→ Work instruction: An exact reproduction of all entries is required.

→ Excerpted data:
Start of Block

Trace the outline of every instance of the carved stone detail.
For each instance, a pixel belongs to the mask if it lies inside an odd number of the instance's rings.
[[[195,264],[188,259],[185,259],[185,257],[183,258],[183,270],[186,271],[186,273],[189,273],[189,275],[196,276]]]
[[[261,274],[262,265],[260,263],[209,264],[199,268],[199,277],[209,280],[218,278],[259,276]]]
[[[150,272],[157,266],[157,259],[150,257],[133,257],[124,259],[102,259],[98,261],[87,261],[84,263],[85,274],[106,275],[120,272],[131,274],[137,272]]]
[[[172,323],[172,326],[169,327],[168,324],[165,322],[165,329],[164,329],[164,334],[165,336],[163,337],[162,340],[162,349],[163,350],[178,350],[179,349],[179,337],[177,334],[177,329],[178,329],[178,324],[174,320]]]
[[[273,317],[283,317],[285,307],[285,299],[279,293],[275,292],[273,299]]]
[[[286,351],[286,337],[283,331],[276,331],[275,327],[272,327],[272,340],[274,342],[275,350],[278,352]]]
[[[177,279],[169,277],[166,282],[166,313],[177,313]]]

End of Block

→ Written response:
Trace the outline of every instance of the carved stone detail.
For each instance, a pixel belongs to the mask if it lies inside an odd number of the instance's rings.
[[[195,264],[188,259],[185,259],[185,257],[183,258],[183,270],[186,271],[186,273],[189,273],[189,275],[196,276]]]
[[[261,274],[262,265],[260,263],[209,264],[199,268],[199,277],[209,280],[218,278],[259,276]]]
[[[150,272],[157,266],[157,259],[150,257],[133,257],[124,259],[102,259],[98,261],[87,261],[84,263],[85,274],[106,275],[120,272],[131,274],[137,272]]]
[[[172,323],[172,326],[169,327],[168,324],[165,322],[165,329],[164,329],[164,334],[165,336],[163,337],[162,340],[162,349],[163,350],[178,350],[179,349],[179,337],[177,334],[177,329],[178,329],[178,324],[174,320]]]
[[[273,317],[283,317],[285,307],[285,299],[279,293],[275,292],[273,299]]]
[[[286,351],[286,337],[283,331],[276,331],[275,327],[272,327],[272,340],[274,342],[275,350],[278,352]]]
[[[177,279],[169,277],[166,282],[166,313],[177,313]]]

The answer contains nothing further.